» Extracted records:

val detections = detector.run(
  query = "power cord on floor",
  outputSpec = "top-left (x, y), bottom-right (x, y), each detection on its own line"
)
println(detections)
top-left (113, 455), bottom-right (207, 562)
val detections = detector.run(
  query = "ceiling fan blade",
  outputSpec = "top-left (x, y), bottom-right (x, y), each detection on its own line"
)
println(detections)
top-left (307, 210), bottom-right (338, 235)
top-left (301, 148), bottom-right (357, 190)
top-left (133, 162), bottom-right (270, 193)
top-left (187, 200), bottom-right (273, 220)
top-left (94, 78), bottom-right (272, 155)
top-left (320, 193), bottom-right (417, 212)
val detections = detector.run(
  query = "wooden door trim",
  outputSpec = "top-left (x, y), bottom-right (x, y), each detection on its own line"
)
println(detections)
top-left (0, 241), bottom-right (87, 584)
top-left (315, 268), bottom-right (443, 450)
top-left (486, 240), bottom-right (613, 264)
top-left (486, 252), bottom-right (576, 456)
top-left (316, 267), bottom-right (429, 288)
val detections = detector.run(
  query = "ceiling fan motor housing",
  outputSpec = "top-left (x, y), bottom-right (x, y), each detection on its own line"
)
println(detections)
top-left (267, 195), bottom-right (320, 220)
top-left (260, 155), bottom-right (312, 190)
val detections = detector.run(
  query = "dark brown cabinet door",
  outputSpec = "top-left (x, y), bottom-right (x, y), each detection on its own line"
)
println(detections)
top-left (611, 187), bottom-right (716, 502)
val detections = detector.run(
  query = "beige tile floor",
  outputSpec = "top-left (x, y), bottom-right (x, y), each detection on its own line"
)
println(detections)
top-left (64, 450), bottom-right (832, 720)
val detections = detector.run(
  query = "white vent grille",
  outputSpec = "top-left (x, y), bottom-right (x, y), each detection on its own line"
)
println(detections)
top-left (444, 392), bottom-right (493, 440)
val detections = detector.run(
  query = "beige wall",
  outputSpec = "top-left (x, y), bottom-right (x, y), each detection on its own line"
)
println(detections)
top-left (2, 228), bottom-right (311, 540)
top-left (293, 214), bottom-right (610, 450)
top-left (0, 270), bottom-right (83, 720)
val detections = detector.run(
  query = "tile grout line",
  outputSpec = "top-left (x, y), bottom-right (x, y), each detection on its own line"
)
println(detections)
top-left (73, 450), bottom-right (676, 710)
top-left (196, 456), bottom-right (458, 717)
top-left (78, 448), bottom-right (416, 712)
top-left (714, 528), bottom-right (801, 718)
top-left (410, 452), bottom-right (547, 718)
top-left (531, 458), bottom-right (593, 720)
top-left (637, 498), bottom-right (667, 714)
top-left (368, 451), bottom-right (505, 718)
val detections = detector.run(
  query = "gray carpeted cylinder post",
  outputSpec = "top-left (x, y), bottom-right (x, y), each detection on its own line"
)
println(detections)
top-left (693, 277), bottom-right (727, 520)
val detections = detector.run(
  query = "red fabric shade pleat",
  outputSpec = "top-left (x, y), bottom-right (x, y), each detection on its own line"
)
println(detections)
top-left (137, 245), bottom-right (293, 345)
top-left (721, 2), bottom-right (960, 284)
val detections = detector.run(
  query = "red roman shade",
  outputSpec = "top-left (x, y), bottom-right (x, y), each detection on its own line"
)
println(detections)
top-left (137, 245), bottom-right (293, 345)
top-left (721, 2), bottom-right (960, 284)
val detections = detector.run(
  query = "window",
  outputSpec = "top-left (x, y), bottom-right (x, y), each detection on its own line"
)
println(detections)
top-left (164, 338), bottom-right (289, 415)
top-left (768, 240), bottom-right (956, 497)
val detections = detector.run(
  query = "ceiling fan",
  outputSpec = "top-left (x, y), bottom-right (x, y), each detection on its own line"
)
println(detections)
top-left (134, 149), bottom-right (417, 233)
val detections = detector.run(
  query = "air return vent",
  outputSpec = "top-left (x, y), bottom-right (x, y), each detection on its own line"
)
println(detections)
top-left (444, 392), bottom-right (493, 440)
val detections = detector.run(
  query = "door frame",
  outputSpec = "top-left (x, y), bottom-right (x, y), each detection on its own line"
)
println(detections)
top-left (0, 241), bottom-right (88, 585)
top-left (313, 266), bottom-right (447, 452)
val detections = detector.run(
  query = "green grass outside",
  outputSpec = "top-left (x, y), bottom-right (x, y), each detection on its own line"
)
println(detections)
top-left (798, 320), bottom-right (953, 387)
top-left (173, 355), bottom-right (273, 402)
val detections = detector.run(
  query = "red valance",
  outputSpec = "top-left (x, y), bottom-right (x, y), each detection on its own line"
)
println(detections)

» Task description: Please restate everything from the start of the records down through the line containing "top-left (316, 267), bottom-right (429, 288)", renaming "ceiling fan blade" to "fan blade" and keeping all else the same. Give only those lines.

» Expected output:
val detections = detector.run(
  query = "power cord on floor",
  outputSpec = "top-left (x, y), bottom-right (x, y), each detection on its own line"
)
println(detections)
top-left (113, 455), bottom-right (207, 562)
val detections = detector.run(
  query = "fan blade",
  outputSpec = "top-left (x, y), bottom-right (x, y), each detection on its own line"
)
println(detections)
top-left (307, 210), bottom-right (338, 235)
top-left (301, 148), bottom-right (357, 190)
top-left (133, 162), bottom-right (270, 193)
top-left (187, 200), bottom-right (273, 220)
top-left (94, 78), bottom-right (272, 155)
top-left (320, 193), bottom-right (417, 212)
val detections = detector.run(
  query = "wooden door trim",
  outputSpec = "top-left (x, y), bottom-right (x, y), each detection on its own line"
)
println(detections)
top-left (0, 241), bottom-right (87, 584)
top-left (315, 268), bottom-right (443, 450)
top-left (486, 240), bottom-right (613, 264)
top-left (486, 252), bottom-right (576, 456)
top-left (316, 267), bottom-right (429, 288)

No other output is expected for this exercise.